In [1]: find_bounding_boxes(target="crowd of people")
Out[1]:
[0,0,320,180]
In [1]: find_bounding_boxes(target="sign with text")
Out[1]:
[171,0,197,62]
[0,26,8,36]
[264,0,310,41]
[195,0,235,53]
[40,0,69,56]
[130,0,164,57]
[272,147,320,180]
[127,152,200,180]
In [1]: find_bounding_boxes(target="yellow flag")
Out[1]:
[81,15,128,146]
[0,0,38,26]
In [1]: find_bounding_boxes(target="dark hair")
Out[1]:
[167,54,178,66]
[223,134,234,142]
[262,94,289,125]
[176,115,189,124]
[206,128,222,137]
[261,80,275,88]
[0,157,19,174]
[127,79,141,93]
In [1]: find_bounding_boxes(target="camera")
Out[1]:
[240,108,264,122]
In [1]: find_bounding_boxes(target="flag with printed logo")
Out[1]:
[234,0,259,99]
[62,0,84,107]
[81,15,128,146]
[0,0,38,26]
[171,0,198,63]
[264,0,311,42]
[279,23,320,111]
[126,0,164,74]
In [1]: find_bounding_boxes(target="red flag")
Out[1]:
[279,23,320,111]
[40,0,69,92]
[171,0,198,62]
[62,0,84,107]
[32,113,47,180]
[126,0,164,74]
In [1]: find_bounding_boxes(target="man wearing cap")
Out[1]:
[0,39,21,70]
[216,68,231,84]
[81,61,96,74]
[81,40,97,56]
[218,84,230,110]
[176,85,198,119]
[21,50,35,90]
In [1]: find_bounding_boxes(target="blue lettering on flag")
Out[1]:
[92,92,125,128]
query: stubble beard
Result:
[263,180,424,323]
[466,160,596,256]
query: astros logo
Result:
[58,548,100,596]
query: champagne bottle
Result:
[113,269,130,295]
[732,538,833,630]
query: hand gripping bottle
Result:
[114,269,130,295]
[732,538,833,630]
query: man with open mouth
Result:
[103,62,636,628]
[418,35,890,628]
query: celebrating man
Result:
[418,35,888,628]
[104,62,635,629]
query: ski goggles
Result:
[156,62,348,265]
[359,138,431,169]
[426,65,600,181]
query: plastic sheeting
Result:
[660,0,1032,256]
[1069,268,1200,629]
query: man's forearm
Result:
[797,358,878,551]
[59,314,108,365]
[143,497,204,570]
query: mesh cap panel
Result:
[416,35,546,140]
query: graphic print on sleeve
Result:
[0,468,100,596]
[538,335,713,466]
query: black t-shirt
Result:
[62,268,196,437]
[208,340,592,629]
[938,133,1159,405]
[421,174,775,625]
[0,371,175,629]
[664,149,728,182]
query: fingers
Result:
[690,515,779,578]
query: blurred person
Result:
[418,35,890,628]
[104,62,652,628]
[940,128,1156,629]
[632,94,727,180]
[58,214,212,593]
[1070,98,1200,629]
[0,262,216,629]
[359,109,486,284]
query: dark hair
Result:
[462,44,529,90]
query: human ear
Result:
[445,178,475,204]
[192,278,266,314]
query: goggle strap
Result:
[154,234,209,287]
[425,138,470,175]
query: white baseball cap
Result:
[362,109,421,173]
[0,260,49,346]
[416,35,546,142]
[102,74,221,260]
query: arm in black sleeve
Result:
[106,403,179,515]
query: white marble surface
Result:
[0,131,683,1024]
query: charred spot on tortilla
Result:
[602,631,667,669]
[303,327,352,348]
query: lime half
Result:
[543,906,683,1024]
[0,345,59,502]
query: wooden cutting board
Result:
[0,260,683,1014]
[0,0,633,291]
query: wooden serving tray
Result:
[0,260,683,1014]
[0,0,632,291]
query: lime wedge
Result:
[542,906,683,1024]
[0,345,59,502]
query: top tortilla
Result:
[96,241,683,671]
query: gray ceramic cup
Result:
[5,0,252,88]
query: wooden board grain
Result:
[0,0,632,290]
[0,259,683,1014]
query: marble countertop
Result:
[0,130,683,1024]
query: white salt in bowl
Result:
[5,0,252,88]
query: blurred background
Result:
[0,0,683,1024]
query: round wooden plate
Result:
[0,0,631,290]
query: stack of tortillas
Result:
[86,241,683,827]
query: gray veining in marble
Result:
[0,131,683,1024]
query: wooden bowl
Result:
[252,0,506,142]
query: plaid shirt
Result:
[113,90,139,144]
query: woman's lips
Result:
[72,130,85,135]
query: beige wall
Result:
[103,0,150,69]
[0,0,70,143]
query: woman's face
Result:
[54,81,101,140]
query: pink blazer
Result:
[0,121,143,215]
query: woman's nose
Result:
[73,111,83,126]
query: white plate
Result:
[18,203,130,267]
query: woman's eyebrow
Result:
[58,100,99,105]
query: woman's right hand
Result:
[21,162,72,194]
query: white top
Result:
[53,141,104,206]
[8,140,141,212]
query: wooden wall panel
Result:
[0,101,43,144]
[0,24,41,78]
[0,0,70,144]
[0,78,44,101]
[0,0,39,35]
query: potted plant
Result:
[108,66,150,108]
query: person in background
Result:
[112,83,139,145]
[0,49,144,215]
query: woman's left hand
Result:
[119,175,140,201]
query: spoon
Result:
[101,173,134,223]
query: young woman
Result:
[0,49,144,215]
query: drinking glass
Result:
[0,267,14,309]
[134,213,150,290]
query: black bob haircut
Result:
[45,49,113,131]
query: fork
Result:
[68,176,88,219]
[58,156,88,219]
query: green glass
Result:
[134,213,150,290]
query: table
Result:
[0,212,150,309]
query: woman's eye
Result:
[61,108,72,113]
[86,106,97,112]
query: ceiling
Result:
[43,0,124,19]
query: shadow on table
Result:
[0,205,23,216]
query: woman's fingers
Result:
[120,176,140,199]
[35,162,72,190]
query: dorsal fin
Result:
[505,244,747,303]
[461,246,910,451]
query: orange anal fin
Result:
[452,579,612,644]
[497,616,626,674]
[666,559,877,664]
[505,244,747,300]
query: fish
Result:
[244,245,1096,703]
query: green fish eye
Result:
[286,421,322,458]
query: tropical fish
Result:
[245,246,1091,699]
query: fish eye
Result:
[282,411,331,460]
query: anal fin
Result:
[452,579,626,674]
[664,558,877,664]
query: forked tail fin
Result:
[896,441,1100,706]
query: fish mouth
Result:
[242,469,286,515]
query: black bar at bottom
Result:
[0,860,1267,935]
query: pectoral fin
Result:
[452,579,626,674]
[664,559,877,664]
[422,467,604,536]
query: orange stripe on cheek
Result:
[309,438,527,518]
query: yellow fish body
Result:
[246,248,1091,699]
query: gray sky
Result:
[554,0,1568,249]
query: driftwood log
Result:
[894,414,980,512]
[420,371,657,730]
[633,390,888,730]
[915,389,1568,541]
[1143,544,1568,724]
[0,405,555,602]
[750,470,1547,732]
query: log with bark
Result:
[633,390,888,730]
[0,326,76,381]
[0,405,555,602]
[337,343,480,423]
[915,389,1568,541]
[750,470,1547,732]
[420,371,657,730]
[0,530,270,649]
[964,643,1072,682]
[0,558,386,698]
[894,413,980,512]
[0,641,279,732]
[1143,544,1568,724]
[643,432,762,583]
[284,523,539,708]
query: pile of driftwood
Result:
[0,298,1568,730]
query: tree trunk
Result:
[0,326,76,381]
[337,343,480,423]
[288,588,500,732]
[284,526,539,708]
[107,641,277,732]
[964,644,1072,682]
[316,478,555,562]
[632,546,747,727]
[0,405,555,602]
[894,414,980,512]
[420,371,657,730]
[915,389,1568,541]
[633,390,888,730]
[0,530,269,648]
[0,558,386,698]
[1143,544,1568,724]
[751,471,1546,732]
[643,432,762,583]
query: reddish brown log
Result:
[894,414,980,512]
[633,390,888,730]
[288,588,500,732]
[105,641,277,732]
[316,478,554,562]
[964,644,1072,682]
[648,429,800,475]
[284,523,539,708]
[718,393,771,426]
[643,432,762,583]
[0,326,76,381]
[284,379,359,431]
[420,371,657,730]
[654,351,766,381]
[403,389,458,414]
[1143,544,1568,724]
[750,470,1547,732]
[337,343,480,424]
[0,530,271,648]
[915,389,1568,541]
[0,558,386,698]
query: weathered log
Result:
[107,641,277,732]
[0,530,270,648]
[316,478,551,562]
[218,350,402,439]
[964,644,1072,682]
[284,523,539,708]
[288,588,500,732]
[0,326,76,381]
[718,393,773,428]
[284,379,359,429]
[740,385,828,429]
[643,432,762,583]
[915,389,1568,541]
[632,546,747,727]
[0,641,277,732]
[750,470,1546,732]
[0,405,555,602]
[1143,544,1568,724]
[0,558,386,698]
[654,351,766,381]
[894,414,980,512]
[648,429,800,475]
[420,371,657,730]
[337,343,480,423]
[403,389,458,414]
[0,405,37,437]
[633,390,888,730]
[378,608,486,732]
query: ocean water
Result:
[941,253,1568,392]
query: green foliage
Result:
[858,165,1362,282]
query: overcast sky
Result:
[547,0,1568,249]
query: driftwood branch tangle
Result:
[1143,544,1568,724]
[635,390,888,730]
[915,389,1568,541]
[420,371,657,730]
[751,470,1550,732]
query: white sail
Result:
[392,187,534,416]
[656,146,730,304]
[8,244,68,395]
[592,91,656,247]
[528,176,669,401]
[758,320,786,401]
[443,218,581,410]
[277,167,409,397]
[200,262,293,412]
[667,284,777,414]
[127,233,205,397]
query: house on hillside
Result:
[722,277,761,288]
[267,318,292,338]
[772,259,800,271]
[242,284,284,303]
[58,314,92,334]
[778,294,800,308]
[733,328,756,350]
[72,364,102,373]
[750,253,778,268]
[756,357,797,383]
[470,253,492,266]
· · ·
- **Requirement**
Copy the entries above word for word, beginning at the line that contains "query: person in background" and stopping after the line that contains "[0,205,23,216]".

- **Task output**
query: person in background
Result:
[112,83,139,145]
[0,49,144,215]
query: woman's left hand
Result:
[119,175,140,201]
query: spoon
Result:
[101,173,134,223]
query: young woman
Result:
[0,49,144,215]
query: drinking glass
Result:
[0,267,14,309]
[134,213,150,290]
query: black bob haircut
Result:
[45,49,113,131]
query: fork
Result:
[68,176,88,219]
[58,156,88,219]
query: green glass
Result:
[134,213,150,290]
query: table
Result:
[0,212,150,309]
query: woman's eye
Result:
[61,108,72,113]
[86,106,97,112]
query: ceiling
Result:
[43,0,124,19]
query: shadow on table
Result:
[0,205,23,216]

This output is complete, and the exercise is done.